**Data to use**

========

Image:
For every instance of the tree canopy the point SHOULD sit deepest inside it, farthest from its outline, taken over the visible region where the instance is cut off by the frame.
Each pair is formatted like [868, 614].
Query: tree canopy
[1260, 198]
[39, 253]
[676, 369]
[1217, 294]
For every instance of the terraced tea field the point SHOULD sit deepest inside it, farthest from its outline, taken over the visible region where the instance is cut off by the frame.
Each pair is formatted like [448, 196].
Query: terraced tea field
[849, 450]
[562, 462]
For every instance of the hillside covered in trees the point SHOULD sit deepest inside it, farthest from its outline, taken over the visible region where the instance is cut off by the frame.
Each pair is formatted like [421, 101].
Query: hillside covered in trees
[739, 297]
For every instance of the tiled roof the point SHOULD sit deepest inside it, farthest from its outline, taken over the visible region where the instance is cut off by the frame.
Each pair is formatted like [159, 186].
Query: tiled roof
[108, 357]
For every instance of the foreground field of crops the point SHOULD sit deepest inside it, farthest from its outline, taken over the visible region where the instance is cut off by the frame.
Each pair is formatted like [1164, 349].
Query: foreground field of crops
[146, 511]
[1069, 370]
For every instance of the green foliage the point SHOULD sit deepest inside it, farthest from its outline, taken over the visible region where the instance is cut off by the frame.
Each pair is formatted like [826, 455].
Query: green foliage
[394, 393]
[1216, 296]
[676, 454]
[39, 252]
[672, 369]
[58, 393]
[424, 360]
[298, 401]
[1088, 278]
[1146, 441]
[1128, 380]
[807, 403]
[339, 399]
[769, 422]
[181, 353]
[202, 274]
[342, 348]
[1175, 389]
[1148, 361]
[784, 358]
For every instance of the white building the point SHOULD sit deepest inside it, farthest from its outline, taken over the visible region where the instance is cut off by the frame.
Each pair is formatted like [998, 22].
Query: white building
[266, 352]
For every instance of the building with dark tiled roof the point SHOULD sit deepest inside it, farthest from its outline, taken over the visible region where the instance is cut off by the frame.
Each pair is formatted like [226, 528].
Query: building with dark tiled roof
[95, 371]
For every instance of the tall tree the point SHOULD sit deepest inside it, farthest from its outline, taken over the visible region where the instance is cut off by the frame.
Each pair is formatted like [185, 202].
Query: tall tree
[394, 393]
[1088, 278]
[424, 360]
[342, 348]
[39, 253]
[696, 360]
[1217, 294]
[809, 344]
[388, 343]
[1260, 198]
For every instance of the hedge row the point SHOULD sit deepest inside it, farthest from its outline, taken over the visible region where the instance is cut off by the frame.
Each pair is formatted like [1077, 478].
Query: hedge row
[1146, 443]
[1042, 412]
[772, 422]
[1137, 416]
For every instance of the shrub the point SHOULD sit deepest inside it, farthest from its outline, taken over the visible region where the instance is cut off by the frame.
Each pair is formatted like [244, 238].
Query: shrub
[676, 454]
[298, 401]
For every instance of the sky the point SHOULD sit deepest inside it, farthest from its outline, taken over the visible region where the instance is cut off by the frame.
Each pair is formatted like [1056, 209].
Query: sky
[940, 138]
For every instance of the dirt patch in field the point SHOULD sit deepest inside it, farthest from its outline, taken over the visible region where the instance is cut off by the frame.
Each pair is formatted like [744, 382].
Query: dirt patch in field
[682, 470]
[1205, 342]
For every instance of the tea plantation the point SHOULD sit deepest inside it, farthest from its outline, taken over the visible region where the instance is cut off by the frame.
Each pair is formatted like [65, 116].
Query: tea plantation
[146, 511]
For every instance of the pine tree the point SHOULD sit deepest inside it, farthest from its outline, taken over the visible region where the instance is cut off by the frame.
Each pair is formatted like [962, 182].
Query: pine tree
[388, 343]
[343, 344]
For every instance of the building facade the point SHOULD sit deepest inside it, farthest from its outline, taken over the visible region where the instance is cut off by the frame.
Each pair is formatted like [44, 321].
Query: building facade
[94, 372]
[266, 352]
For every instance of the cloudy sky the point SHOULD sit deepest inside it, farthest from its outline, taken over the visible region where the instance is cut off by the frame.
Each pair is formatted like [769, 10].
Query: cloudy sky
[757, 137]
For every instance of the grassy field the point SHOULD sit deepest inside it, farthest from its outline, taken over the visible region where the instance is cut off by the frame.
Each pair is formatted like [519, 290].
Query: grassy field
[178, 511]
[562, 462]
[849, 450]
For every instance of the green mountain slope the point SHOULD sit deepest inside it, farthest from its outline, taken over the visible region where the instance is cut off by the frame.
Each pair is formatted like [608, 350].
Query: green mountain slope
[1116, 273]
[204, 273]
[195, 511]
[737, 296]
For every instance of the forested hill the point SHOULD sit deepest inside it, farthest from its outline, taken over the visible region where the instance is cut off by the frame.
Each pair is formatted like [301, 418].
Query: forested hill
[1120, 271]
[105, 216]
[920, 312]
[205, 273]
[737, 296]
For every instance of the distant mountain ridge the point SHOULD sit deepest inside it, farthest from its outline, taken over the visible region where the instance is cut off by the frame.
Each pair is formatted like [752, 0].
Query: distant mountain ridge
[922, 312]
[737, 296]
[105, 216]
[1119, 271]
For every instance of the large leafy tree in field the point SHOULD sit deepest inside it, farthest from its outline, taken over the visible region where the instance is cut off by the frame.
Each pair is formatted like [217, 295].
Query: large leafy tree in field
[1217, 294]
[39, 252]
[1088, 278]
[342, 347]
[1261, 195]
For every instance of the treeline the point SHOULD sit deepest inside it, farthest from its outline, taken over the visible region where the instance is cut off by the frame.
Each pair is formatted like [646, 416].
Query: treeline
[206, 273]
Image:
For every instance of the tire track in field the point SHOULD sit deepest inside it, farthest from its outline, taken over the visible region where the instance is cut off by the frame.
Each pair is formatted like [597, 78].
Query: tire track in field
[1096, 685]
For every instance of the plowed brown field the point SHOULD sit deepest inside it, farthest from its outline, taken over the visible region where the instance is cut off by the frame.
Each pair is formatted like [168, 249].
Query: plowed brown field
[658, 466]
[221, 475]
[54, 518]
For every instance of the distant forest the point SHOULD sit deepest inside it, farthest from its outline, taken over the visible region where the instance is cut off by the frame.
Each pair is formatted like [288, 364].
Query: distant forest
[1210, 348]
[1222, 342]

========

**Your task**
Write out the entries above word for word.

**Solution**
Image:
For every instance of the tree canopy the point SHOULD sit deepest inside it, farthest from its outline, taken over the visible region where the instance is cut off by the frame.
Each pair is formatted like [868, 614].
Query: tree canopy
[1260, 198]
[39, 253]
[676, 369]
[1217, 294]
For every instance of the terraced tea field the point SHOULD sit deepest inside it, farthest from its outline, taken over the visible region where the instance is cut off by the frame.
Each pair is formatted like [448, 196].
Query: terraced tea field
[849, 450]
[562, 462]
For every instance of the hillside covered in trees the point SHOULD sit deepest inside it, farthest from its outline, taken over the visible region where the instance is cut off by the frame.
Each pair is formatted like [421, 101].
Query: hillside covered in trees
[739, 297]
For every instance of the tiled roof the point SHOULD sit deepest inside it, farthest from its outline, taken over the visible region where the instance is cut off by the frame.
Each pair is formatted like [159, 186].
Query: tiled roof
[108, 357]
For every instance of the foreground field of crops the point SHOULD sit deepest inside it, farthest from its outline, taken over the visible region where the instance is cut off by the frame.
Each pair is formatted like [1164, 349].
Query: foreground field of crops
[146, 511]
[1069, 370]
For every instance of the green foliage the point SHOULD sit deepest inside it, farthest from its outline, taken over the visible region where the instance is cut off by the frame.
Each pair is formatted like [826, 455].
Query: green foliage
[394, 393]
[1216, 296]
[676, 454]
[39, 252]
[672, 369]
[58, 393]
[424, 360]
[298, 401]
[1088, 278]
[1146, 441]
[1128, 380]
[807, 403]
[339, 399]
[769, 422]
[181, 353]
[202, 274]
[342, 348]
[1175, 389]
[1148, 361]
[784, 358]
For every instance of the white building the point SHOULD sit deepest inside it, farthest from its outline, taken over the visible region where the instance is cut off by the frame.
Each pair is formatted like [998, 22].
Query: white building
[266, 352]
For every instance of the building with dark tiled roof the point SHOULD sit deepest inside it, farthest from its outline, taken over the visible region where the instance is cut off by the frame.
Each pair is formatted like [226, 528].
Query: building with dark tiled roof
[95, 371]
For every instance of the tall tree the point SHOULD sit deepest inside it, farthest from its outline, taken over the visible region where the instance is cut off by the frame.
Each pair is formatted like [185, 202].
Query: tall tree
[394, 393]
[1088, 278]
[424, 360]
[342, 348]
[39, 253]
[696, 360]
[1217, 294]
[809, 344]
[388, 343]
[1260, 198]
For every instance of the hedge row the point SHOULD sit deepest inside it, farthest from its outline, taken over the visible region where the instance is cut off by the frame.
Each pair is formatted like [1077, 478].
Query: hedge row
[1146, 443]
[1042, 412]
[772, 422]
[1137, 416]
For every instance of the shrub the point SHOULD sit deepest inside it, farthest from its outline, taken over the visible region where the instance is cut off by the frame.
Each pair is formatted like [244, 238].
Query: shrub
[676, 454]
[298, 401]
For every instance of the sky the point SHOULD sit deepest inside it, farthest from its outline, taken over the visible region where the instance is cut off by the frame.
Each pair is formatted like [1056, 209].
Query: sky
[940, 138]
For every instance of the dirt patch in field the point SHOULD sit deepest inside it, farthest from its outline, taken over the visible region where the instance is cut off by the frame.
Each pair is formatted like [744, 382].
Query: dirt patch in field
[682, 470]
[1205, 342]
For every instance of the tea plantation the point SHOULD sit deepest inside it, farthest from its outline, taken over the visible region where the instance is cut off by the frame.
Each pair is formatted like [65, 116].
Query: tea plantation
[146, 511]
For every instance of the pine tree the point SHOULD sit deepest inside it, farthest from its outline, taken over the visible region where the instance is cut off by the frame.
Each pair is formatted like [962, 182].
Query: pine tree
[388, 343]
[343, 344]
For every instance of the building facade the point SHOULD sit deepest inside it, farthest from its outline, taken over the visible region where the instance is cut off by the frame.
Each pair is formatted like [44, 321].
Query: building facade
[94, 372]
[266, 352]
For every instance of the cloudy sky the point SHOULD sit deepest inside it, farthest from its outline, taken over the visible region where the instance is cut off by the frame.
Each pair is formatted like [769, 10].
Query: cloudy sky
[757, 137]
For every instance of the grassy field the point SHOULD sit deepest inside it, farthest from its outline, taken over the visible region where the instance is cut off by the frame.
Each pair is formatted like [519, 290].
Query: grassy field
[178, 511]
[562, 462]
[849, 450]
For every instance of the green mountain slope the point SHOULD sit deepest inside it, farthest from its outline, taken over the visible region where the instance is cut off by the frame.
Each pair is formatted like [608, 350].
Query: green mountain slope
[1116, 273]
[204, 273]
[195, 511]
[737, 296]
For every instance of the forested hill the point SHOULD sit deepest inside it, farthest from its outline, taken over the visible region where the instance is cut off by the frame.
Each pair is formatted like [301, 418].
Query: forested hill
[1120, 271]
[105, 216]
[920, 312]
[205, 273]
[737, 296]
For every instance of the distant mountain ridge the point SHOULD sit deepest inside it, farthest from its outline, taken over the visible region where the instance is cut off by the frame.
Each pair is formatted like [752, 0].
Query: distant mountain ridge
[922, 312]
[737, 296]
[105, 216]
[1119, 271]
For every instance of the large leafy tree in field the point SHOULD sit deepest inside it, farthest from its outline, taken over the visible region where the instance is cut off by the frame.
Each pair is formatted like [217, 295].
Query: large leafy tree in field
[1217, 294]
[39, 252]
[1088, 278]
[342, 347]
[1261, 195]
For every instance of the treeline the point SHOULD sit deepest inside it, farthest from its outline, taken over the visible region where the instance is cut off by the frame.
Each pair is formatted like [646, 416].
Query: treeline
[206, 273]
Image:
For every instance of the tire track in field the point SHOULD sit deepest inside it, farthest from its outline, taken over the visible region where the instance is cut off by the frame.
Each pair is formatted like [597, 78].
Query: tire track in field
[1096, 685]
For every instance of the plowed brown field the point SHOULD sit deepest inside it, farthest from its outline, taken over the visible region where the instance is cut off by the frame.
Each pair is formatted like [168, 249].
Query: plowed brown field
[658, 466]
[221, 475]
[54, 518]
For every instance of the distant forest the point SHOULD sit deepest inside it, farthest from its outline, taken over the visible region where the instance is cut off by the frame.
Each pair is formatted like [288, 364].
Query: distant forest
[1210, 348]
[1222, 342]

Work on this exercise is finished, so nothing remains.